- REQUEST 1 -
In the records, turn the lines starting with the line with "Label: chrome bumper" and going on through the line with "[158,0,800,289]" into a JSON list of strings, one string per line, with blank lines left out.

- DOCUMENT -
-- Start --
How Market Lane became Carbon Neutral

Step 3: Offsetting emissions

To reach a net zero output of carbon we had to remove our total emissions from the atmosphere. This is done by buying carbon credits, which are certified instruments representing an emissions reduction of one metric tonne of greenhouse gas.

There are two types of carbon credits. The first represent activities that remove or capture greenhouse gases from the atmosphere and store them in ecosystems on land or in water –for example, planting trees. The second type prevent greenhouse gases from being emitted in areas and contexts they otherwise would.

Once a carbon credit has been purchased, it can be retired, meaning it is no longer possible to sell this credit. Retired credits count as deductions in your own emissions, so purchasing credits to cover the total tonnes of carbon your company has emitted brings you to net zero, or carbon neutral status.

At first we found the process of purchasing credits quite overwhelming.  One thing we hadn't known is that offsets are bought and sold on an open market, so the price of an offset is partly based on the cost of running the project, but also on market demand for those credits. The more demand for an offset, the higher the price. We also learnt that not all offsets are created equal, and there has been a lot of controversy recently about the quality of some projects – especially in Australia, where projects have been criticised for not genuinely removing carbon from the atmosphere or preventing it from being emitted, and rather just giving the appearance of doing so.  

When we initially went to purchase credits we found the choice of projects quite limiting. In some cases, the projects we wanted to support had a minimum volume (that as a company we were too small to purchase); others had sold out or were prohibitively expensive. Thankfully, the Pangolin team were on hand to guide us through this process and helped us select credits that had been developed, monitored and verified under robust global standards. For the 2020/21 financial year (our first year of being carbon neutral) we purchased offsets in two renewable energy projects in India, one hydro and the other wind. These projects provide renewable energy to communities who otherwise would have relied on burning fossil fuels.

For FY21/22 we have a bit more time to plan, research and seek out projects that feel aligned with our business values and goals. So far, we have purchased some credits from the Aboriginal Carbon Foundation, who have a project called Savanna Burning. Controlled burns in the early part of northern Australia’s dry season prevent bushfires that release enormous quantities of carbon into the atmosphere. The Savanna Burning project uses controlled burns to prevent greenhouse gas emissions while providing significant income to First Nations groups.


Step 4: Avoid, reduce, reuse

This step is related to step 1 and our ongoing work to reduce emissions. While we’ve been working for many years to limit our impact on the environment, the process of becoming carbon neutral was illuminating, highlighting areas where we can make a much greater impact, and helping us define and prioritise our goals and our strategy.
-- End --
- REQUEST 2 -
Using the text on how Market Lane became carbon neutral, answer these:
(a) What emissions reduction does one carbon credit represent?
(b) What offsets were purchased for the 2020/21 financial year?
(c) Which organization runs the project called Savanna Burning?

- THE RECORDS -
-- Start --
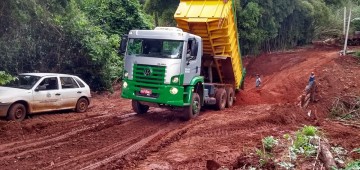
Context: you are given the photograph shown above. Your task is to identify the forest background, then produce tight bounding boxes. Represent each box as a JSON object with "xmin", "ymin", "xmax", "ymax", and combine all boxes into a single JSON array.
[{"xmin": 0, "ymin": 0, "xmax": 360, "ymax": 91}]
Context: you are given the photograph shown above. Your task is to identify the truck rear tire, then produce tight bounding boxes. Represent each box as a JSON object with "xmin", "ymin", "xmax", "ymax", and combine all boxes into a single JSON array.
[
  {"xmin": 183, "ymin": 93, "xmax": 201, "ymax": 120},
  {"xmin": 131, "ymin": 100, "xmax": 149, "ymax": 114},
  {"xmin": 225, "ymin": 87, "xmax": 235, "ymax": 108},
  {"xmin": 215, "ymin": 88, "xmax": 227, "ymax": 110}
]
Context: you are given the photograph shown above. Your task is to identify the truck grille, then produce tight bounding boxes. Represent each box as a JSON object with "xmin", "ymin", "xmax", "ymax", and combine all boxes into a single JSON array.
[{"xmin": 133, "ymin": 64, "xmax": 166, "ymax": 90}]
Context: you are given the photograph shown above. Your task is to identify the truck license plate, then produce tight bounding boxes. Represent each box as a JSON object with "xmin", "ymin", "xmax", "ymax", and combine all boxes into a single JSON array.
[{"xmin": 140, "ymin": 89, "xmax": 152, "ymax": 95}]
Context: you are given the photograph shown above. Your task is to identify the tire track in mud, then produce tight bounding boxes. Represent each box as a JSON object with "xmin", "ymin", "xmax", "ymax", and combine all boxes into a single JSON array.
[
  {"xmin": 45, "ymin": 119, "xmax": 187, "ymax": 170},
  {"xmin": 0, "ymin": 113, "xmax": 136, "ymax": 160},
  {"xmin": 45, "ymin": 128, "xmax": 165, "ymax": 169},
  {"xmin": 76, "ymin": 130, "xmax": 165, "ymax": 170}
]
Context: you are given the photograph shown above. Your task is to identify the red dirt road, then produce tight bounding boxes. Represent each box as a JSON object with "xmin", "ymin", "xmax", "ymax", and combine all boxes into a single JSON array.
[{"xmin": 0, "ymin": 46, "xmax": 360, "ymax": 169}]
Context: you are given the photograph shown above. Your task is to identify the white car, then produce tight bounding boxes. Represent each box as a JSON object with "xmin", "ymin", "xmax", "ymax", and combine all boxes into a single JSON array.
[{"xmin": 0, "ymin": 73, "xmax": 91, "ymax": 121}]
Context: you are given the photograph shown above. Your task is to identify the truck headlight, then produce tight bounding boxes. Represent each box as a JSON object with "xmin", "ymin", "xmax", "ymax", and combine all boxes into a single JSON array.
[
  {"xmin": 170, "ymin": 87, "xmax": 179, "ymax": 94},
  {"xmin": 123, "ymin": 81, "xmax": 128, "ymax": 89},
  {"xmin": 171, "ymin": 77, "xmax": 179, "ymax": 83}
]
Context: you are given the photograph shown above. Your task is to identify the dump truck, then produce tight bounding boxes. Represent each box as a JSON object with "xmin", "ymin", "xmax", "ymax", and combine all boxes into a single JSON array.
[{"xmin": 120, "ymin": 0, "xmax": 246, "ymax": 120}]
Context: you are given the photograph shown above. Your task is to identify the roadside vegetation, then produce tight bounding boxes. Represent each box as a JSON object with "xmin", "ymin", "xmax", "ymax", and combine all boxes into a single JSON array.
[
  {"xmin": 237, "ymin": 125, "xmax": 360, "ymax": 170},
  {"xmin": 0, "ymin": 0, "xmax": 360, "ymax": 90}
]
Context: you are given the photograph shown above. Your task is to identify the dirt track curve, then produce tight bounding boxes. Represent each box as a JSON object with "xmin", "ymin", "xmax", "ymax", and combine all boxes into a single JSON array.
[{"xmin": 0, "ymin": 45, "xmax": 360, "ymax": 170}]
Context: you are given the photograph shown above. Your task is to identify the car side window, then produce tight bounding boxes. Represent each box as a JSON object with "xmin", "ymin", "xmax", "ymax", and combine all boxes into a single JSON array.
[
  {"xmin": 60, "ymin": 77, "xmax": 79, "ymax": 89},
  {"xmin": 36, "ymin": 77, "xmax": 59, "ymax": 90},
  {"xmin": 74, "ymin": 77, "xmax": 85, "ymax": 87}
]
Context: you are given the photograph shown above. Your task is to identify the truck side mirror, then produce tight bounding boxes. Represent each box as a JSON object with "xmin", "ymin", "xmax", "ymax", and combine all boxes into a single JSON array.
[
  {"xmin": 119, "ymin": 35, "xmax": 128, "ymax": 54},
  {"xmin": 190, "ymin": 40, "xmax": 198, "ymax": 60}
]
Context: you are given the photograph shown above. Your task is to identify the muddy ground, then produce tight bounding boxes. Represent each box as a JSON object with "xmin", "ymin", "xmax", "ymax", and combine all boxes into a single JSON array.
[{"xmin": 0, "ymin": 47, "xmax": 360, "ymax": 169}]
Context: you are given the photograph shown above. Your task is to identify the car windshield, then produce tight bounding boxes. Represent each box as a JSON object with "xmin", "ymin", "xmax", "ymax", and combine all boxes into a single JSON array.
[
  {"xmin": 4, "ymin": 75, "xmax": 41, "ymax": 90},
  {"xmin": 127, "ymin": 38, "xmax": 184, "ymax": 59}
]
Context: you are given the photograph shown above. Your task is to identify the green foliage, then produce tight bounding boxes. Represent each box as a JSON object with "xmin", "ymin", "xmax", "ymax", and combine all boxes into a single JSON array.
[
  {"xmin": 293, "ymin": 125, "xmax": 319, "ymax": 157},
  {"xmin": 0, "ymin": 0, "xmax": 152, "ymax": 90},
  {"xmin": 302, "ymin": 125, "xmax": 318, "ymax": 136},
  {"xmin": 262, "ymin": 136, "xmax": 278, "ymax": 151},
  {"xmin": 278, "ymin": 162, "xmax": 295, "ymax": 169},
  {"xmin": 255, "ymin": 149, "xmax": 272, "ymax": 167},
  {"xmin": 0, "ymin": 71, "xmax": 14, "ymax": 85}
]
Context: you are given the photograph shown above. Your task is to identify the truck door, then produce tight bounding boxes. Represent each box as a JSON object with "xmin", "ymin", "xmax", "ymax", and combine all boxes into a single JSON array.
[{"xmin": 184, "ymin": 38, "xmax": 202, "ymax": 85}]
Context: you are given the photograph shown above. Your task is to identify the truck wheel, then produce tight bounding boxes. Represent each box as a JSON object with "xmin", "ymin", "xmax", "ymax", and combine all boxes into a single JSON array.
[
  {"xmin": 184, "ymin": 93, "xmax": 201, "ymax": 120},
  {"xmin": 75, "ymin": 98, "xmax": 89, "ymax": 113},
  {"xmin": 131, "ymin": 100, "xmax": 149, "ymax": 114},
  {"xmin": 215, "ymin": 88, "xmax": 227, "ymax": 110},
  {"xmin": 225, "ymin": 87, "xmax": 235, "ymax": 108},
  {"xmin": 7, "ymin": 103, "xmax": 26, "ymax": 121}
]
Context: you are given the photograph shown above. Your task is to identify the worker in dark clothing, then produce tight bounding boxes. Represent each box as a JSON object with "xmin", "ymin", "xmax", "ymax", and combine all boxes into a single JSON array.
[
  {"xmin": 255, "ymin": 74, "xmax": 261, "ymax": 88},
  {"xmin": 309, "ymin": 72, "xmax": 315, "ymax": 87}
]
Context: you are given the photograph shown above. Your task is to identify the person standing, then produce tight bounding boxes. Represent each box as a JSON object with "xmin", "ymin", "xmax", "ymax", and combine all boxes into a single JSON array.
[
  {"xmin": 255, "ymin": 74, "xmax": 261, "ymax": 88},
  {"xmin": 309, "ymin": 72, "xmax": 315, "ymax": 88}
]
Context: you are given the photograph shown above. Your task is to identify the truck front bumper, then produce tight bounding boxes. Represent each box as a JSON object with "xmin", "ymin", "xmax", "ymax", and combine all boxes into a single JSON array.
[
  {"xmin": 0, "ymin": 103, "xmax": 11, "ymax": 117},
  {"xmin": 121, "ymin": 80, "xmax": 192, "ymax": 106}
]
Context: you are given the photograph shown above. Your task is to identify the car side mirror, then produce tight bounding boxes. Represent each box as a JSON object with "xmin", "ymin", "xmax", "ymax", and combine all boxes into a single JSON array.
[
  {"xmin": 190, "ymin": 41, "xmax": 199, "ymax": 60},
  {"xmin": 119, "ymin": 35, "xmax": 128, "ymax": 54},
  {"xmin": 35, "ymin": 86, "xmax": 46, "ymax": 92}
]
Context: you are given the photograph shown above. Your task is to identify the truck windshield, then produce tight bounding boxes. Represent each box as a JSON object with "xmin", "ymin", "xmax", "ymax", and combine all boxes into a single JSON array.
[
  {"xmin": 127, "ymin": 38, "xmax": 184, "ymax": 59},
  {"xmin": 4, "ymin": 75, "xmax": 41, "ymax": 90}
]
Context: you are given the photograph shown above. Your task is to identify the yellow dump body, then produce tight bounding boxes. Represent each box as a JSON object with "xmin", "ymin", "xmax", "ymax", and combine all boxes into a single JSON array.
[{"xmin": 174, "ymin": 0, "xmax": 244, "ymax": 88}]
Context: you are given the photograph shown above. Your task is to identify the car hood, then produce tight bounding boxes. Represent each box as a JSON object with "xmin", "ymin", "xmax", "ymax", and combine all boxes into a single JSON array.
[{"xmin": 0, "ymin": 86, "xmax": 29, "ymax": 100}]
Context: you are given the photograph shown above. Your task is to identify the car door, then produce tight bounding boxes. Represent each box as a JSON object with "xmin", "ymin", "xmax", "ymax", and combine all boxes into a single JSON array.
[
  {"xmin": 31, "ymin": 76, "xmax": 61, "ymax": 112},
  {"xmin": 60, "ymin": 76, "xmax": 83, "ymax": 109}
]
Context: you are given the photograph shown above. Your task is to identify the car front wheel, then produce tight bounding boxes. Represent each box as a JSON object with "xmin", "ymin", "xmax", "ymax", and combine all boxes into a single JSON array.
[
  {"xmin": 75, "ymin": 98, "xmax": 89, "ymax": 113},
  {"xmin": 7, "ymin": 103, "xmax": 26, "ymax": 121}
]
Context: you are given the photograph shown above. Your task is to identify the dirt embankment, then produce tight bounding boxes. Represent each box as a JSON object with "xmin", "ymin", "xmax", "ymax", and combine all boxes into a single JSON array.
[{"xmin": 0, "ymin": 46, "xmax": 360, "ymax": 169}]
-- End --
-- Start --
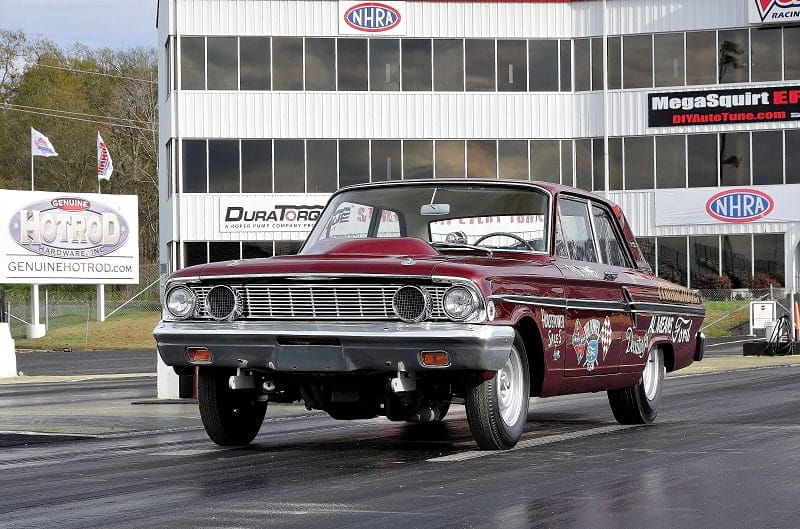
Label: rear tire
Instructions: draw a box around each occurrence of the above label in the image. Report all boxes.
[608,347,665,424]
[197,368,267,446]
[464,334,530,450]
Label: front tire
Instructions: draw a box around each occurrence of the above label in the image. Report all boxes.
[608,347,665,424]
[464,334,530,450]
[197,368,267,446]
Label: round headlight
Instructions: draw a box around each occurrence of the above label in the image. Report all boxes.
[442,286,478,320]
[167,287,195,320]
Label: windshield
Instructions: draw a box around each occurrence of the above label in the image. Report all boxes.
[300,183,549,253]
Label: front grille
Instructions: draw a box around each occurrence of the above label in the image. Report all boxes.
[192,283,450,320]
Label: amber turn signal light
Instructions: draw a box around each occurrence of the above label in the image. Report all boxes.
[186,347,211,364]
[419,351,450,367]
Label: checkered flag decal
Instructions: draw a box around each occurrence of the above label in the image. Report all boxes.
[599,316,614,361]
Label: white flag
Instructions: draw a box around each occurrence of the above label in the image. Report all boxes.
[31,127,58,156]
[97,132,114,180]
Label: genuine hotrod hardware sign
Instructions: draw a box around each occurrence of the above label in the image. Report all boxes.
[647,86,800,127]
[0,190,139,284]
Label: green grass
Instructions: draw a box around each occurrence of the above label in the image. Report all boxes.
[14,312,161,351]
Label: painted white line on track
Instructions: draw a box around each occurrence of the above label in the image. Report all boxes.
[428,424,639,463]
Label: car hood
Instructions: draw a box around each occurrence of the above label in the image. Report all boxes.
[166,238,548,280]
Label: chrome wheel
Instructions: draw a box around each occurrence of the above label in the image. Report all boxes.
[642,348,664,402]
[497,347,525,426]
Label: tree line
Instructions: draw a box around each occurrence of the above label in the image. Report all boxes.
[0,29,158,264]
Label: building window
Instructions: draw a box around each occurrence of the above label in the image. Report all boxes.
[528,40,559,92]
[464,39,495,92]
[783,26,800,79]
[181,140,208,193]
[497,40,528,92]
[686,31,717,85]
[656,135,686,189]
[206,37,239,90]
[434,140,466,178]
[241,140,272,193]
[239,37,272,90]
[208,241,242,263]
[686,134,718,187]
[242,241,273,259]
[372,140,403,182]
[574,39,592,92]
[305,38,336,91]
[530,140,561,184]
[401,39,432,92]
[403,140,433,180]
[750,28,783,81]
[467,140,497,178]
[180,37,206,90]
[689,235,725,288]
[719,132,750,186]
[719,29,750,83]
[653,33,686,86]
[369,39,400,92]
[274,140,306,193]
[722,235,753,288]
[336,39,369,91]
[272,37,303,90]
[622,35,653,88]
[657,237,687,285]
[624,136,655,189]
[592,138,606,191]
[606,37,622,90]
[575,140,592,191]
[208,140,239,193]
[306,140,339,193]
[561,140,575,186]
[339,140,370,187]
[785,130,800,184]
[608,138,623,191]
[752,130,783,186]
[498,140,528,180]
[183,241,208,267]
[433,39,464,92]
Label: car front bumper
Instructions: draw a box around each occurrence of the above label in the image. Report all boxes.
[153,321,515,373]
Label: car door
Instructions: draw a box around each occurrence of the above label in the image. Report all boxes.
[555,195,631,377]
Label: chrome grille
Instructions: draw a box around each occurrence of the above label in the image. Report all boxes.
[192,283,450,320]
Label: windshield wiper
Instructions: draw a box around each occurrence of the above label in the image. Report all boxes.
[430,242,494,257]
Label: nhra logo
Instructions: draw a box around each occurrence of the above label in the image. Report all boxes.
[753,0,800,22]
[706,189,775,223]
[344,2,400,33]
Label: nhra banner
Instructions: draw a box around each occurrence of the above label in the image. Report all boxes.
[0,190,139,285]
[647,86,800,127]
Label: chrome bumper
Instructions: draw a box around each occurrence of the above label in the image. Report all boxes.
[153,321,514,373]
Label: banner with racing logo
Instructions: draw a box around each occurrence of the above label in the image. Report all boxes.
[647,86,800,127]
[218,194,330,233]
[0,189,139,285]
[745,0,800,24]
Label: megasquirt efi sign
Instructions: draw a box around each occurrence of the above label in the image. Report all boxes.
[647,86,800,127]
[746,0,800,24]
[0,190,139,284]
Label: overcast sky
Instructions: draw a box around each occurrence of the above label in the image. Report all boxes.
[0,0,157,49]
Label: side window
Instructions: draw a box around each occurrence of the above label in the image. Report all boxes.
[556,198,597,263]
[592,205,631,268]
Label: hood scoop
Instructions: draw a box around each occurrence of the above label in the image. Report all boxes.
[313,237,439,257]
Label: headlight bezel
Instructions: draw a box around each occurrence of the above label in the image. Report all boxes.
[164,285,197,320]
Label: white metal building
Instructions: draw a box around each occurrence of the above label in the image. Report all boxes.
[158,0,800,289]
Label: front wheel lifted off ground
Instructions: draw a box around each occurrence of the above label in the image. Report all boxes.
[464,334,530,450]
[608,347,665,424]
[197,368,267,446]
-- End --
-- Start --
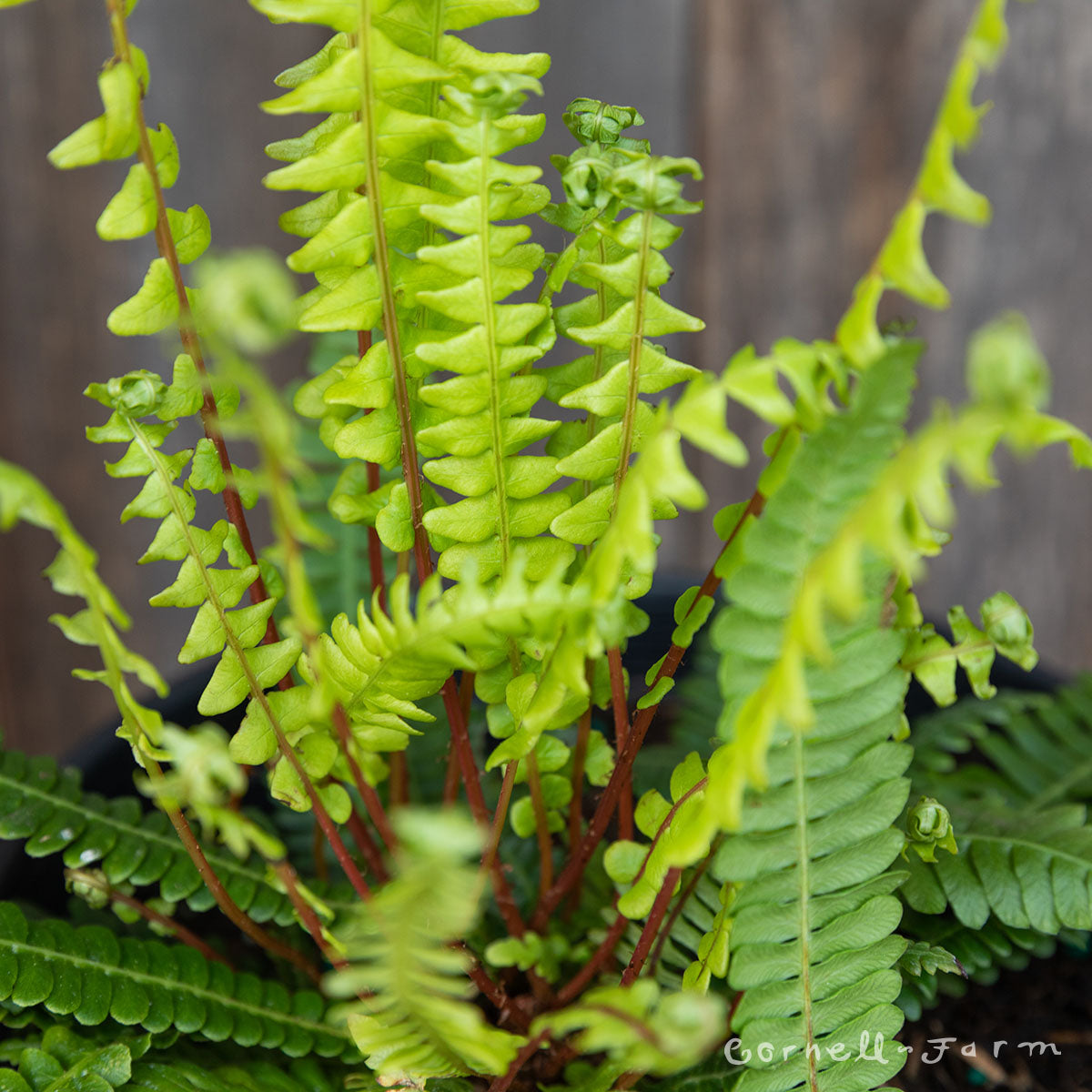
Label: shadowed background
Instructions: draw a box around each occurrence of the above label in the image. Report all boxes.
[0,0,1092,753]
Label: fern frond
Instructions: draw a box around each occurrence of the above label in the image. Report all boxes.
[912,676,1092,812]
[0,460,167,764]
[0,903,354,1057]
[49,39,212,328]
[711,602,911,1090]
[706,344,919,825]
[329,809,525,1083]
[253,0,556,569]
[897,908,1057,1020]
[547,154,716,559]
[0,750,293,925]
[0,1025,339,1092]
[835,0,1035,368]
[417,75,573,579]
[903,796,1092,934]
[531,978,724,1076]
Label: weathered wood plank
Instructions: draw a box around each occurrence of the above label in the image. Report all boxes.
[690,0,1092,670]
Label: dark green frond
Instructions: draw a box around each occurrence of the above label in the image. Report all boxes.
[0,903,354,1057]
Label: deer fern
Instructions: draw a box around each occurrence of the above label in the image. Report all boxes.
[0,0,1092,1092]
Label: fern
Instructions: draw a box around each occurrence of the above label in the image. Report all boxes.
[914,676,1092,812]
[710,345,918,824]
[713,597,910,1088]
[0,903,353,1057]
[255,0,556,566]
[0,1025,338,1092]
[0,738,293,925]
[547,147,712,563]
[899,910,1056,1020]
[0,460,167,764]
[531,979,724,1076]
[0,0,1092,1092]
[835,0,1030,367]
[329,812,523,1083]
-- End --
- EXERCISE ANSWER 1 -
[
  "Label: chrome bumper",
  "Instructions: draw a box around each occurrence of the above label in the image. Report all boxes.",
  "[153,321,514,373]",
  "Label: banner with racing logo",
  "Instructions: draw a box around each occurrence of the above label in the image. Report all boxes.",
  "[647,86,800,127]",
  "[218,194,330,233]",
  "[0,189,139,285]",
  "[745,0,800,24]",
  "Label: megasquirt efi sign",
  "Instructions: draw a box around each occurrence of the above label in the image. Report all boxes.",
  "[647,86,800,127]",
  "[746,0,800,24]",
  "[0,190,139,284]",
  "Label: overcast sky",
  "Instructions: draw a box around each occurrence of the above label in the image. Report all boxes.",
  "[0,0,157,49]",
  "Label: side window",
  "Instructions: draw a box around each occurrence of the above label in the image. Report all boxes.",
  "[556,198,597,263]",
  "[592,205,631,268]",
  "Label: hood scoop",
  "Instructions: draw a box around each occurrence of the above label in the image. Report all boxes.",
  "[313,237,439,257]",
  "Label: headlight bezel",
  "Instructions: draw a box around each occurrence of the above label in the image. Report all boxes.",
  "[164,285,197,320]",
  "Label: white metal building",
  "Instructions: draw a box around each occurrence of the above label in the image. Report all boxes.",
  "[158,0,800,289]"
]

- EXERCISE ANSWER 2 -
(a) One metric tonne of greenhouse gas.
(b) Offsets in two renewable energy projects in India, one hydro and the other wind.
(c) The Aboriginal Carbon Foundation.